Consigne 1: Selon la critique du roman de Jean-Marcel Erre, pourquoi quelques pauses sont-elles recommandées pendant la lecture ? Répondez en une à trois phrases.

La fin du monde a du retard

par
Partagez l'article !

Par Nicolas Bodou – bscnews.fr/ PHOTO P.Matsas – opale/Le complot, voilà bien un sujet d’actualité. C’est donc avec ce sujet au combien vaste que revient Jean-Marcel Erre pour son cinquième roman…

Partagez l'article !

« En l’an 5115 du calendrier hindou, à quelque deux millions de centimètres du nord de Paris, protégé des extraterrestres, des betteraves et des Picards par des murs épais, un établissement de standing offrait à l’être en perte de repères de regarder le monde sous un angle neuf. C’était un lieu de paix où le citadin stressé pouvait rompre avec le rythme infernal de la vie moderne ; un espace humaniste où l’on acceptait son prochain sans discrimination ; un éden hors du temps où des anges immaculés vous ramenaient aux choses essentielles à l’aide de potions magiques aux couleurs acidulées. Un lieu sans métro, sans boulot, mais avec beaucoup de dodo. La clinique psychiatrique Saint-Charles. Trois toqués au guide Dumachin. » C’est dans ce décor paradisiaque que commence l’aventure d’Alice et Julius, deux amnésiques. Alice, seule rescapée de son mariage qui a fini en explosion, décimant tout le monde sauf elle. Les séquelles de cet « wedding-apocalypse » sont terribles, outre une amnésie totale, Alice n’éprouve plus aucune émotion. Julius, quant à lui, a l’intime conviction qu’un complot de grande ampleur se prépare. Il alimente d’ailleurs un blog régulièrement à ce sujet (www.la-fin-du-monde-a-du-retard.com), où il échange avec d’autres fans ainsi que d’autres adorateurs de la théorie du complot.
En effet, une organisation secrète, que personne ne connait, nommée Tirésias prépare un sale coup. Julius en est persuadé. Le duo parvient à s’échapper de la clinique Saint-Charles. Une folle course poursuite va alors s’engager, cahotant de rebondissements, en rencontres improbables, emballée dans une bonne dose d’humour. Alice et Julius ne seront pas seuls dans cette aventure. Ils seront aidés par Ours, un geek allumé, persuadé comme Julius qu’un complot se prépare et convaincu que l’hygiène est superflue dans cette quête de vérité. Le commissaire Gaboriau, à deux doigts de la retraite, est chargé de les retrouver Aidé de son fidèle adjoint Matozzi, jeune lieutenant qui incarne la nouvelle génération et grâce auquel Gaboriau, ne regrette pas du tout de quitter la police. On croise aussi dans cette odyssée, des vieux soixante-huitards tenant un hôtel dédié à l’amour libre ; « l’Hôtel de la révolution accueillait une clientèle d’habitués qui trouvait ici des draps presque propres, de l’eau presque chaude et des femmes presque jeunes. » Les frères Volfoni (évidemment un hommage aux Tontons), des paparazzis peu inspirés, des marginaux vivant dans les égouts, persuadés d’être les survivants de l’apocalypse…Avec ce nouveau roman, nous voilà replongés dans l’univers jubilatoire de Jean Marcel Erre, composé de personnages loufoques, légèrement désaxés aux prises avec des situations bien improbables. Une course poursuite sans temps mort accompagnée d’un style burlesque qui emmène le lecteur très loin aux confins des mystères de l’humanité. J.M Erre joue cette fois-ci avec la vérité et les croyances de chacun. Où est le vrai ? Avec cette idée en soubassement qui incite à croire qu’au fond c’est une question de point de vue et de santé mentale. Jean-Marcel Erre construit chaque page avec dose d’humour toujours égale, sans jamais égarer le lecteur. Et c’est là toute sa force narrative, car l’ensemble est incroyablement drôle, les dialogues sont épiques servant une trame rondement menée. Les pages défilent vite, la lecture est rapide, et quelques pauses sont toutefois recommandées pour se reposer les zygomatiques.

Enregistrements de données:

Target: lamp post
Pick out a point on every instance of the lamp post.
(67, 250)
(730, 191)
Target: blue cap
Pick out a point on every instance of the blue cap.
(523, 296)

Consigne 2: Reproduisez à l'identique toutes les lignes des enregistrements de données ci-dessus.

Réponse attendue 1: Les pauses servent à se reposer les zygomatiques, car l'ensemble du roman est incroyablement drôle. L'humour reste constant à chaque page et les dialogues sont épiques.

Réponse attendue 2:
Target: lamp post
Pick out a point on every instance of the lamp post.
(67, 250)
(730, 191)
Target: blue cap
Pick out a point on every instance of the blue cap.
(523, 296)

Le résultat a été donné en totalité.